## Assigned task
Where in the records does the word "below" occur? Copy each line in which it does.

## Point-per-instance localization data
※ ※ ※

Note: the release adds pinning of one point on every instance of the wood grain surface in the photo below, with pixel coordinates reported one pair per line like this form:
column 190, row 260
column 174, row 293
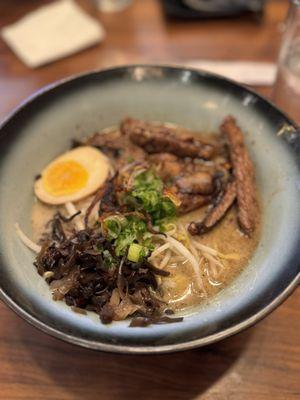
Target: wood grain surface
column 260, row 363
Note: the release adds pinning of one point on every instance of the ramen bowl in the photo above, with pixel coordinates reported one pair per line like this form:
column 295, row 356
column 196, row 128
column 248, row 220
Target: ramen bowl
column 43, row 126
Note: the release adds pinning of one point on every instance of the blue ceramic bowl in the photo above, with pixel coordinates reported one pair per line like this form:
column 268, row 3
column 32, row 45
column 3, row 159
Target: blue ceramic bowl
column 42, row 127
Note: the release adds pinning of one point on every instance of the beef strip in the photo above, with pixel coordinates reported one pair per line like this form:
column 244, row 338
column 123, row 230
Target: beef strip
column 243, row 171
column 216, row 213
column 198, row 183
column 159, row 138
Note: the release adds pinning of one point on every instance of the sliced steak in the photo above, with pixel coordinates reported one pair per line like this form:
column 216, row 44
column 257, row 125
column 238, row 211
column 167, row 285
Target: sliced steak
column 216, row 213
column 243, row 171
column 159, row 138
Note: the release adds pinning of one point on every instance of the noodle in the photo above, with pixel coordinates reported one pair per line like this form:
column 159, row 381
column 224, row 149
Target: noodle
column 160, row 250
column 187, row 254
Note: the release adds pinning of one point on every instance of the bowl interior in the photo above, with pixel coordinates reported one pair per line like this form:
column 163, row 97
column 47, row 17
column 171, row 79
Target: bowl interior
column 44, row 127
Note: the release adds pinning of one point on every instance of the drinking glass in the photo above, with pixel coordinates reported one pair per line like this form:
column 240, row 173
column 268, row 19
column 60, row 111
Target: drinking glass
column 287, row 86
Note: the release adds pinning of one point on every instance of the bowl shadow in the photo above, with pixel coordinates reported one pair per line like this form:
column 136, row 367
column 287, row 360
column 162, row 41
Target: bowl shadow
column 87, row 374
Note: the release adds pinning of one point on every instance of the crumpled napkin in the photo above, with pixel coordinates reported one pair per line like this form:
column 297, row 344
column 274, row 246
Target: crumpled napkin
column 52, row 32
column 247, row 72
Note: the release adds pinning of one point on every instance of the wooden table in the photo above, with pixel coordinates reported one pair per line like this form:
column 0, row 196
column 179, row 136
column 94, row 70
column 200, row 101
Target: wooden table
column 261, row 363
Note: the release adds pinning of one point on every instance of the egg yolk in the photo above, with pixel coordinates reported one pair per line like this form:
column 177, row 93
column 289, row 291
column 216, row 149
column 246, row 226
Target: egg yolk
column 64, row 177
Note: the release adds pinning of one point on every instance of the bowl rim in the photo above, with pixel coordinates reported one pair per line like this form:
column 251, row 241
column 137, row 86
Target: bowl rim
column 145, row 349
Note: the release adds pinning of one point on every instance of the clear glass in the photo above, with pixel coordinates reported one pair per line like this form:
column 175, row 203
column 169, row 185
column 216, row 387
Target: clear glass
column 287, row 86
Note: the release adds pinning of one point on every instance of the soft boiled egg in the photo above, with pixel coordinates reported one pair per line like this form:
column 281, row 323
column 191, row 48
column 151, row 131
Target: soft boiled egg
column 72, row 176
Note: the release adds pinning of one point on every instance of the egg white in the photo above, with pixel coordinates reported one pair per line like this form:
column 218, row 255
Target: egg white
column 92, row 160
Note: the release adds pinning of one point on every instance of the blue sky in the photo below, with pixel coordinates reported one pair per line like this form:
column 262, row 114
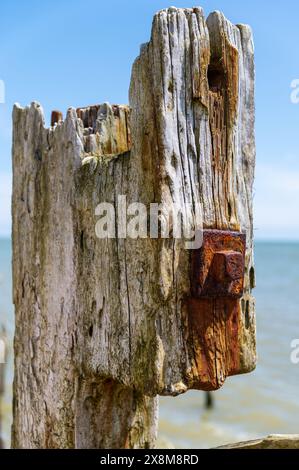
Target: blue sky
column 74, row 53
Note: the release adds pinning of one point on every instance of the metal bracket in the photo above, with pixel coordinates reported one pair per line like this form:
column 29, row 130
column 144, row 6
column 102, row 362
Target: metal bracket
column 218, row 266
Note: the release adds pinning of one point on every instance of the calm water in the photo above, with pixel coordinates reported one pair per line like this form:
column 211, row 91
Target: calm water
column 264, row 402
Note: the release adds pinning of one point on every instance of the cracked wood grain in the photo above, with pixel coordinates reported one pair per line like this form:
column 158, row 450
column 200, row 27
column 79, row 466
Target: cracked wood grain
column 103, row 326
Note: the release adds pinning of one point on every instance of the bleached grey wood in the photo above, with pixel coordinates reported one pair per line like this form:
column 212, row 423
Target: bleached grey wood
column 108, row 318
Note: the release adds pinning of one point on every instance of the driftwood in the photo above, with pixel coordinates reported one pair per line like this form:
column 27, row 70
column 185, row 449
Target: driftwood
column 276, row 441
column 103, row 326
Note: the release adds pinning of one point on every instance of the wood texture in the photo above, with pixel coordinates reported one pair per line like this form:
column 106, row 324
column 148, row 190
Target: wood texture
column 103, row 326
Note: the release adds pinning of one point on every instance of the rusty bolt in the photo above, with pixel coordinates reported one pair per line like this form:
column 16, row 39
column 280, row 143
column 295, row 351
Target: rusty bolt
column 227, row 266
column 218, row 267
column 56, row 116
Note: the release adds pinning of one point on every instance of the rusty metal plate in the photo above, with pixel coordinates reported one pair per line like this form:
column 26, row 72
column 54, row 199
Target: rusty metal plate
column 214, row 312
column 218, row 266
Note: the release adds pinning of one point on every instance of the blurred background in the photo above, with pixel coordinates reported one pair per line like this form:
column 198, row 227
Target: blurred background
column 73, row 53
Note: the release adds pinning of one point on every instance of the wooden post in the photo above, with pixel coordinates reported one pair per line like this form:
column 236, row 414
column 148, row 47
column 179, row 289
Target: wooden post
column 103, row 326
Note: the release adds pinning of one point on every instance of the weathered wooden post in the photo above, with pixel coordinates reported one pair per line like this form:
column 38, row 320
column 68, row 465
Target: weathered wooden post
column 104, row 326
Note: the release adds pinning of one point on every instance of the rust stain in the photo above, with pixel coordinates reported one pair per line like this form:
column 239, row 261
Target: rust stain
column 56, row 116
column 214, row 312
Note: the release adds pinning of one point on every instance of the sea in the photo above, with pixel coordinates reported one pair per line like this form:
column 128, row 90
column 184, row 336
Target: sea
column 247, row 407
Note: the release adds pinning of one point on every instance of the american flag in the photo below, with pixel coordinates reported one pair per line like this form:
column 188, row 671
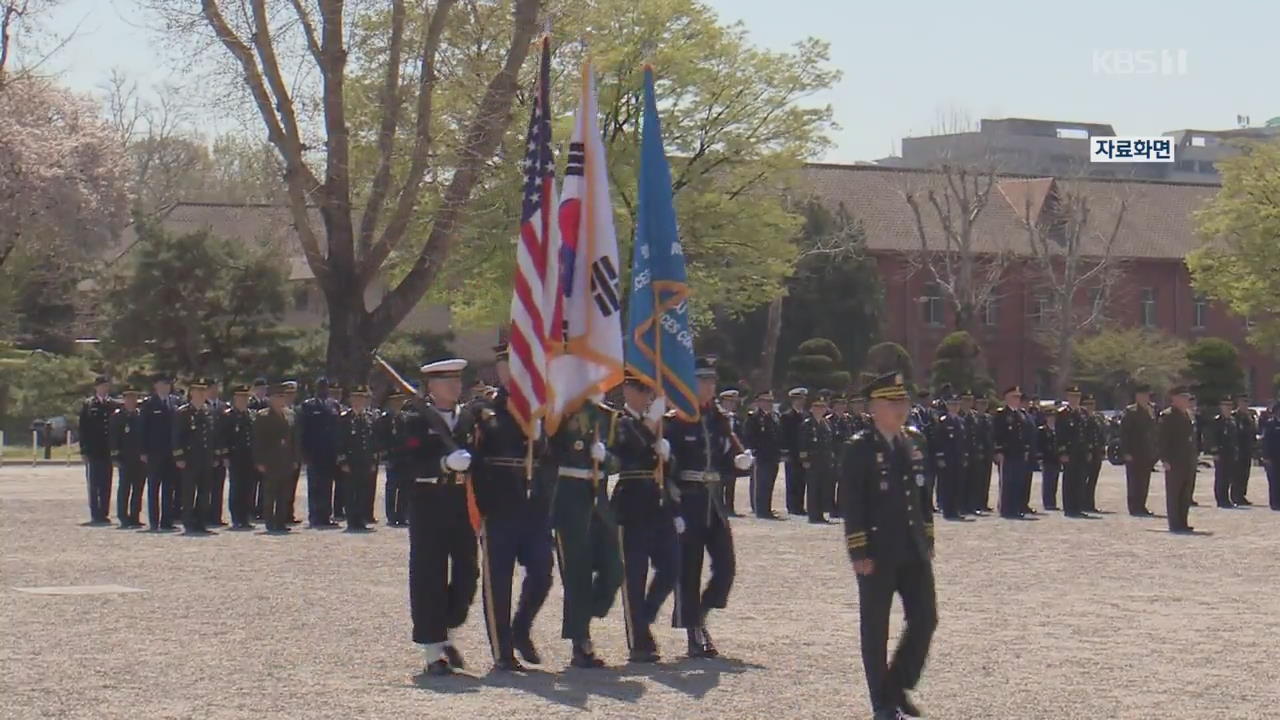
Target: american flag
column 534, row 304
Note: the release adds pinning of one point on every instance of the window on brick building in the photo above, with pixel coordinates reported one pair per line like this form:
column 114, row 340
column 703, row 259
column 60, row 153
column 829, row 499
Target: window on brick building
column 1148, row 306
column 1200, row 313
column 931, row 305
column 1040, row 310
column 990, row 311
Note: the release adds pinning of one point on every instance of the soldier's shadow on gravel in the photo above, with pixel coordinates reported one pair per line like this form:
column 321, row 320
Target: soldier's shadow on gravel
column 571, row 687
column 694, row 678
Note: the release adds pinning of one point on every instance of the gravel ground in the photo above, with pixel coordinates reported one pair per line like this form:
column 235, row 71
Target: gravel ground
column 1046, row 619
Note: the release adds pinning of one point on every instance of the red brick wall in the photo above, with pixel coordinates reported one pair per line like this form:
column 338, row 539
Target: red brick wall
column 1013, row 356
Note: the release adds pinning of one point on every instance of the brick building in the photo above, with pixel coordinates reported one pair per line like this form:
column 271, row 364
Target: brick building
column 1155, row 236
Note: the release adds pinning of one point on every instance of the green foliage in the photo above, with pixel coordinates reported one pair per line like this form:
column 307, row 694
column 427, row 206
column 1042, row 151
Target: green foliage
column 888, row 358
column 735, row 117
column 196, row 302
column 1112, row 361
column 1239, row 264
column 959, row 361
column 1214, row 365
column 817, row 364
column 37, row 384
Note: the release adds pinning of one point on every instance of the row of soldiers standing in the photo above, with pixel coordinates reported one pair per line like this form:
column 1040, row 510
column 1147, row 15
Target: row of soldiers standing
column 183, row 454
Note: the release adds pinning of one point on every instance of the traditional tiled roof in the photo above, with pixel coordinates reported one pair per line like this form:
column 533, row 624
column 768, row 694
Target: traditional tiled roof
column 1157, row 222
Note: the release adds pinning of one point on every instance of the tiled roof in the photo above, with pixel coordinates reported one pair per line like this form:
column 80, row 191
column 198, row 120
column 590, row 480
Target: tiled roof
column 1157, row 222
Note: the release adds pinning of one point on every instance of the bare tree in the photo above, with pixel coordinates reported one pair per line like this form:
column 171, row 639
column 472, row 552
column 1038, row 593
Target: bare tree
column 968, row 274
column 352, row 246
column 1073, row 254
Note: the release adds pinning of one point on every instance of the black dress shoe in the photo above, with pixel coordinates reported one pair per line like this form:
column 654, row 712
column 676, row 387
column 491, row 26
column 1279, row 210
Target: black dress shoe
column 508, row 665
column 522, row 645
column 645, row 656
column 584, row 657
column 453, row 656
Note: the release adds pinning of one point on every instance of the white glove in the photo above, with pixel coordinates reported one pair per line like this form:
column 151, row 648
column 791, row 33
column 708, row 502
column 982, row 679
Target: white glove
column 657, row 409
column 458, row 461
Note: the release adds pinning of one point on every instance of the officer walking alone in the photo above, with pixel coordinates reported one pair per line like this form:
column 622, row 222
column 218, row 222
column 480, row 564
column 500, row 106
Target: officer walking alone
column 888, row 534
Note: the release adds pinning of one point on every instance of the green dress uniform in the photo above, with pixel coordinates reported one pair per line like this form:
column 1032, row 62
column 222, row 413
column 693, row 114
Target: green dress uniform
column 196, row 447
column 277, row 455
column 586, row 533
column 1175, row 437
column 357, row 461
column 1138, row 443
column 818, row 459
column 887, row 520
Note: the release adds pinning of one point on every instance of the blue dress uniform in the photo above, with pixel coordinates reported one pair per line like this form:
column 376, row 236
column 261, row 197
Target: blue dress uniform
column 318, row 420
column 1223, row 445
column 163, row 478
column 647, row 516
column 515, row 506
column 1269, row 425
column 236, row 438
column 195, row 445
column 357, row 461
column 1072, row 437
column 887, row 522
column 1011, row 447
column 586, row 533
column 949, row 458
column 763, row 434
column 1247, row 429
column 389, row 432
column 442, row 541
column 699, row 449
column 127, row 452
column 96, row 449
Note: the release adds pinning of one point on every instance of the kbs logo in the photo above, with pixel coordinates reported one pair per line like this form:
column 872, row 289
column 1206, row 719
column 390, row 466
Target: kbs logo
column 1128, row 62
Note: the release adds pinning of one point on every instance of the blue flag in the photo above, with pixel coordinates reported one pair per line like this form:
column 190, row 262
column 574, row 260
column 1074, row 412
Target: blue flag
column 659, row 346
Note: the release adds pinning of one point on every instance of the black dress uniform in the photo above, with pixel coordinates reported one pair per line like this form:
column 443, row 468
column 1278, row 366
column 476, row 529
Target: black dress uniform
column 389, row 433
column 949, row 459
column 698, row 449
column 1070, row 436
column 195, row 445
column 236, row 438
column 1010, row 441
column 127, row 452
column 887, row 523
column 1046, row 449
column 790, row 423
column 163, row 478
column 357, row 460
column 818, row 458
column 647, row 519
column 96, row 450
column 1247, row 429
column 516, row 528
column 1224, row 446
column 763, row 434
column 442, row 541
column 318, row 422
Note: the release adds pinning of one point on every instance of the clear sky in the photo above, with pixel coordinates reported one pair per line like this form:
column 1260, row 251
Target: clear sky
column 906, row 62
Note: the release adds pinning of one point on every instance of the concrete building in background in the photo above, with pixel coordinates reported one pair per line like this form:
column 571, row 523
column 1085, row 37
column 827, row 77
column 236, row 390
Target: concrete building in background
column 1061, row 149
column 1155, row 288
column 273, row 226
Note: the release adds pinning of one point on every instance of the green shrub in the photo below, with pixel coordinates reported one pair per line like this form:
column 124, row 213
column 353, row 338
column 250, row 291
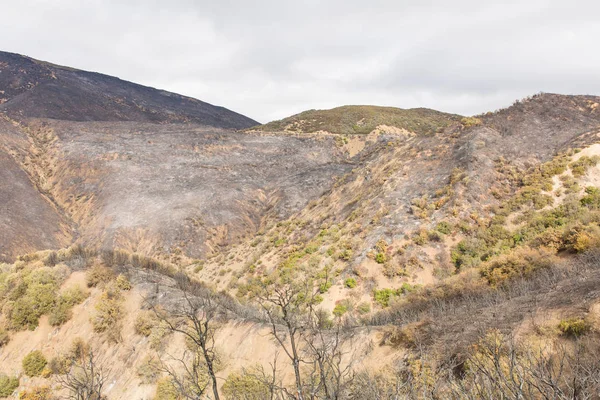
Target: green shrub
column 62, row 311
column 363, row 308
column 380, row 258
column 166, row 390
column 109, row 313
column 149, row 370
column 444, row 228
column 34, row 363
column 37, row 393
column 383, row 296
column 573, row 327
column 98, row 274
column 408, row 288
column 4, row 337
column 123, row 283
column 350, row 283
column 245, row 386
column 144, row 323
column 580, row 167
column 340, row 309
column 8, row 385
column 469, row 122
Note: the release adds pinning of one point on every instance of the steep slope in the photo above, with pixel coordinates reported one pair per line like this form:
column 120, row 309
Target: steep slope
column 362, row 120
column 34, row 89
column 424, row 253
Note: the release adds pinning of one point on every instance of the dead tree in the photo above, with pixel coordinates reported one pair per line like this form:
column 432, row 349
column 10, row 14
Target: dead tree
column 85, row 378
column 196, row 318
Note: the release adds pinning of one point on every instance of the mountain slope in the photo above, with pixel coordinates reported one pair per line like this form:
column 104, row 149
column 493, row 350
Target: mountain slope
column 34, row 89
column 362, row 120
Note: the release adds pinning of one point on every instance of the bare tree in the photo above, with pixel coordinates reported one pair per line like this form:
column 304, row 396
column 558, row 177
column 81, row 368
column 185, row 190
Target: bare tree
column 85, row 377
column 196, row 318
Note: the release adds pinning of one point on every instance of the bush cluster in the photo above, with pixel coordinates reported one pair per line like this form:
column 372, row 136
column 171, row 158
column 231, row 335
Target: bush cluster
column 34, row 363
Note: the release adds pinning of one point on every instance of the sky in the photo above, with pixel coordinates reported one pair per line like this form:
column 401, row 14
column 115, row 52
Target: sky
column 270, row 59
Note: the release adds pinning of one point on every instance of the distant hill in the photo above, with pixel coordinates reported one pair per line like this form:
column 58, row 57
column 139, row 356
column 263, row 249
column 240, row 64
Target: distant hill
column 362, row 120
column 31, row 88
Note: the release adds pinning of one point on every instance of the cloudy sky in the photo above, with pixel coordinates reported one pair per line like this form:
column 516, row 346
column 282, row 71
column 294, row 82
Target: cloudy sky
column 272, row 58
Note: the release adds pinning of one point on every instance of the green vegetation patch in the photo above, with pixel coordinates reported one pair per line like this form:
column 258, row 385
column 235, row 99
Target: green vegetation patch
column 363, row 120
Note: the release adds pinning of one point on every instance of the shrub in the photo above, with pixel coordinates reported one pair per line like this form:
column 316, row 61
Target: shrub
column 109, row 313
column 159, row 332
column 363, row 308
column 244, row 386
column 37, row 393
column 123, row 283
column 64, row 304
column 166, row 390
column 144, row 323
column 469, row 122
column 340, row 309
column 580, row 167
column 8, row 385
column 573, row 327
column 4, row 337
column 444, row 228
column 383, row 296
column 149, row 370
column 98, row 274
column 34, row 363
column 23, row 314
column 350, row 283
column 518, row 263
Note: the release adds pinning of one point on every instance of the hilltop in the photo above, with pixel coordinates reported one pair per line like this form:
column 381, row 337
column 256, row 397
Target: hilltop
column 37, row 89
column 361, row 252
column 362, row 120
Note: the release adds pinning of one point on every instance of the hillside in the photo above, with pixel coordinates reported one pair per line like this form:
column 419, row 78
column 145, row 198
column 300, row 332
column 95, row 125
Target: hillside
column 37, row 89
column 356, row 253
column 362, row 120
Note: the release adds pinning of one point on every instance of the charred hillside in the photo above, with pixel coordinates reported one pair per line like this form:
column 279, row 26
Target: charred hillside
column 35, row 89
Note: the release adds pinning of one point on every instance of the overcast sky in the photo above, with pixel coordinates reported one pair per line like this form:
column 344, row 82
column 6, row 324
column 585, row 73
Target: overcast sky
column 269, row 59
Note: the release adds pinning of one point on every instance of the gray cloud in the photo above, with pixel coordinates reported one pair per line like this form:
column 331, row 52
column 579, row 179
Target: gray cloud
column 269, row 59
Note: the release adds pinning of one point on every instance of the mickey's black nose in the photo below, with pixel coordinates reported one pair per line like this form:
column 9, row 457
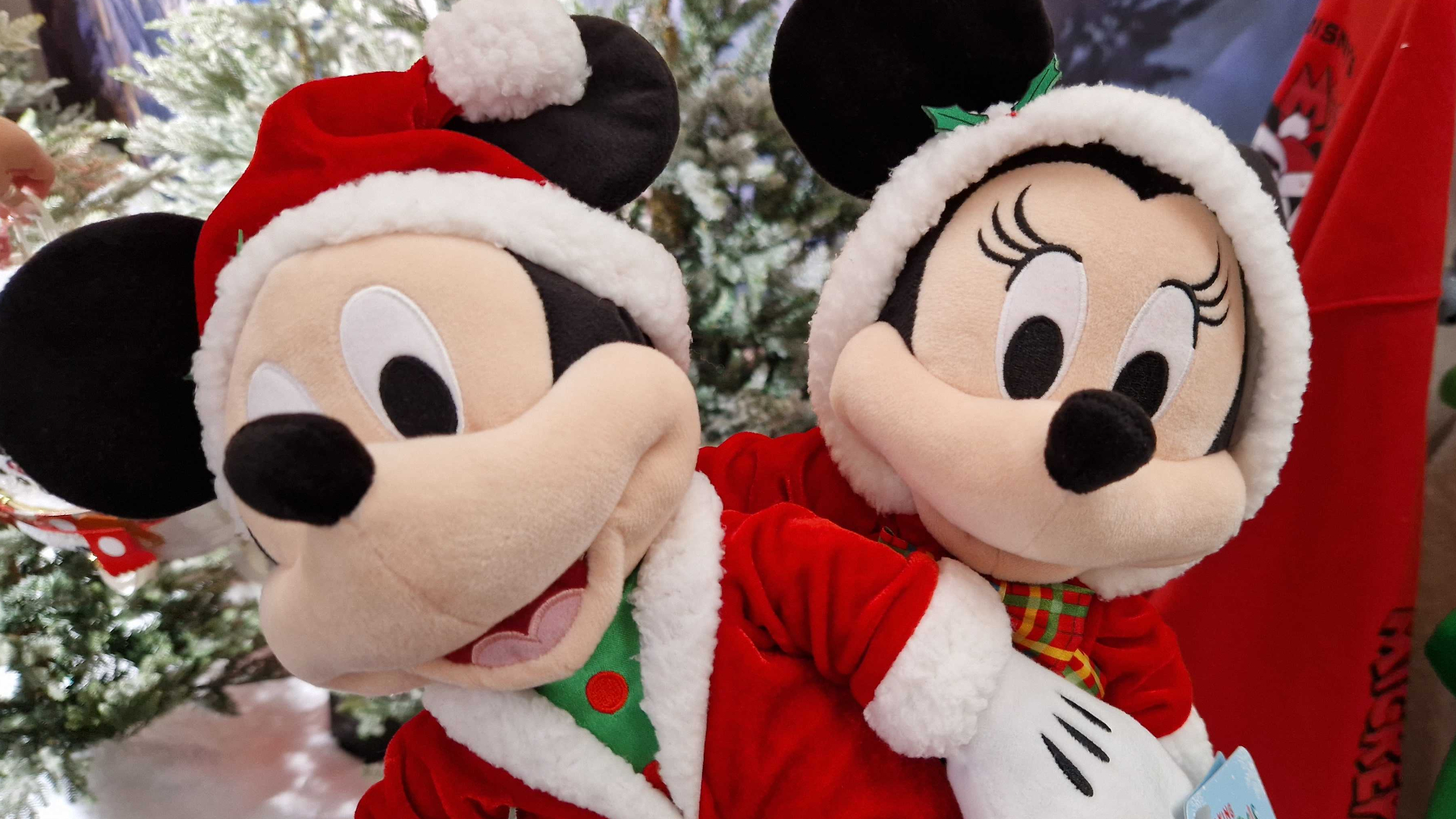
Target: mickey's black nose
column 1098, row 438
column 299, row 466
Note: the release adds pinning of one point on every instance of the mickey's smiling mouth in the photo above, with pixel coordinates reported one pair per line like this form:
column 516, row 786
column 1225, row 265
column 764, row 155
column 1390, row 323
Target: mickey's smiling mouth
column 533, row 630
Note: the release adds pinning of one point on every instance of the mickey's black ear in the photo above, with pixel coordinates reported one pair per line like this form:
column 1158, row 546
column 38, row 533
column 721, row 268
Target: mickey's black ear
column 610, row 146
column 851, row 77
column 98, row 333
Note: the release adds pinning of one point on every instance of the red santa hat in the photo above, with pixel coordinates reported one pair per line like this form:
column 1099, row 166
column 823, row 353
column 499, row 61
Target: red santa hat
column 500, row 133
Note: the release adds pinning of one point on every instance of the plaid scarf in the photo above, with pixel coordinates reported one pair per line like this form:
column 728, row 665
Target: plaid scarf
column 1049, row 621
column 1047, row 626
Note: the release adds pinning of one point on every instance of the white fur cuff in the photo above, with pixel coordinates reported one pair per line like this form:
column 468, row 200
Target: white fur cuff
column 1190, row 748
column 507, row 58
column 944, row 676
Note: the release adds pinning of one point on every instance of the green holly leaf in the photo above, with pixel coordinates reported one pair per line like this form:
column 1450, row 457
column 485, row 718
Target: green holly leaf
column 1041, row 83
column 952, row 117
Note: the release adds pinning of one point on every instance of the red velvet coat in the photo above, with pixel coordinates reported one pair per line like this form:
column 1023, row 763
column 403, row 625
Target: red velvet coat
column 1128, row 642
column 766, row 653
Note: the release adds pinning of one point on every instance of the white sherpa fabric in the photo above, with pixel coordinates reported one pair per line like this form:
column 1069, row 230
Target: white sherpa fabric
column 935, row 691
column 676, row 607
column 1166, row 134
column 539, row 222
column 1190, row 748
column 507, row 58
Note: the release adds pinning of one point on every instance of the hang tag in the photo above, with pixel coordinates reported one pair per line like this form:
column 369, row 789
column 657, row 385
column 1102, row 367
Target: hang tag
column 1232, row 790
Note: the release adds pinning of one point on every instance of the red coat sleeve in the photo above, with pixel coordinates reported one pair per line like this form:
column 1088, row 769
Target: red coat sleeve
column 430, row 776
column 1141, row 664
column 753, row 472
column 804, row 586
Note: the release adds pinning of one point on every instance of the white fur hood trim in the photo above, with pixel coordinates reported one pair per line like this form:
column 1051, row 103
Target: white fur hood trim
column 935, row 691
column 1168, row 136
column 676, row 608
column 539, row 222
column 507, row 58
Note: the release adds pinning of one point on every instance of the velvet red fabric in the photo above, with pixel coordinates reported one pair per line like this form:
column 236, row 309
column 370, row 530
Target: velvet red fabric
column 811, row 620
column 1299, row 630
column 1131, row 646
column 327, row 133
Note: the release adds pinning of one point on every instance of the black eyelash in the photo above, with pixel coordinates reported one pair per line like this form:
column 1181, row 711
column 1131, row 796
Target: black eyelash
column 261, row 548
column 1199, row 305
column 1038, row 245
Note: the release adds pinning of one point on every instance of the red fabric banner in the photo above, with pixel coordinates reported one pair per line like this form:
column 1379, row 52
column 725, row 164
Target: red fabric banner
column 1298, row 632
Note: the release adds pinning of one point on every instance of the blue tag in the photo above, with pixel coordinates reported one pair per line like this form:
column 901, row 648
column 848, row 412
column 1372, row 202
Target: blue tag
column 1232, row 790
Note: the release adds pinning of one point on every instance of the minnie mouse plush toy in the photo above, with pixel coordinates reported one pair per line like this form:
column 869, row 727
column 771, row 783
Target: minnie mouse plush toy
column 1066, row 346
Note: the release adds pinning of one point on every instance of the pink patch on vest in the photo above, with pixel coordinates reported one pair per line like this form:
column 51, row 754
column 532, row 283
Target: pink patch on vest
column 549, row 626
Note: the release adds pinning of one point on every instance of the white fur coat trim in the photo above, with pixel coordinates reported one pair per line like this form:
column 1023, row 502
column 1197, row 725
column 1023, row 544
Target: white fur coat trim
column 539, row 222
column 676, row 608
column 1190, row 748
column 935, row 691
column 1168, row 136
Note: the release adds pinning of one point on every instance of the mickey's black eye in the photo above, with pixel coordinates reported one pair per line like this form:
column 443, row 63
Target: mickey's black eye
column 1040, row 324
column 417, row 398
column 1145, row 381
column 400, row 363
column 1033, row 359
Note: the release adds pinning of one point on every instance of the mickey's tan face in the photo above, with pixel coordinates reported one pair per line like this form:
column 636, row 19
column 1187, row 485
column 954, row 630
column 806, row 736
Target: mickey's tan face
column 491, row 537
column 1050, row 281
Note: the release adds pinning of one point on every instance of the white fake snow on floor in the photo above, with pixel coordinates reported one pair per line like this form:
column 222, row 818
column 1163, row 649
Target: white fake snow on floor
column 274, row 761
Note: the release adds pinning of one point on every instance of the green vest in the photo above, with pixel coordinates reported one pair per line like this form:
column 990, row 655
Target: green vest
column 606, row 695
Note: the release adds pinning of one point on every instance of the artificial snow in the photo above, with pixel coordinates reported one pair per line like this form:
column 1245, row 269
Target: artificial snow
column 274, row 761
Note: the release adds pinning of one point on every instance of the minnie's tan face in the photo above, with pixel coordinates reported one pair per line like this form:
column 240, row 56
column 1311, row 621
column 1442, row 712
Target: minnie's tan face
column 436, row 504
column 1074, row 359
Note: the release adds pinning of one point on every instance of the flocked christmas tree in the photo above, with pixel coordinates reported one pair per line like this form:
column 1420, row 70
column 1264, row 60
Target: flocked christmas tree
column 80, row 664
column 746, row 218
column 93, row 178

※ ※ ※

## Expected answer
Note: the release adds pinning of one point on every instance of the wood grain surface in the photo below, with pixel coordinates reported one pair per line like this form:
Note: the release adds pinning of one point on every instance of the blue sky in the photo below, with pixel coordinates reported one pair per line like this form:
Note: the release adds pinning of one point on every instance of the american flag in the photo below, with pixel coordinates reported one pair per line like this form:
Note: the release adds pinning of one point on every instance of the green shrub in the photo below, with pixel coordinates reported one pair per line like this form:
Note: the release adds pinning of one point on every instance of the mickey's black nose in the photo below, with pixel coordinates reported one pair per line like this form:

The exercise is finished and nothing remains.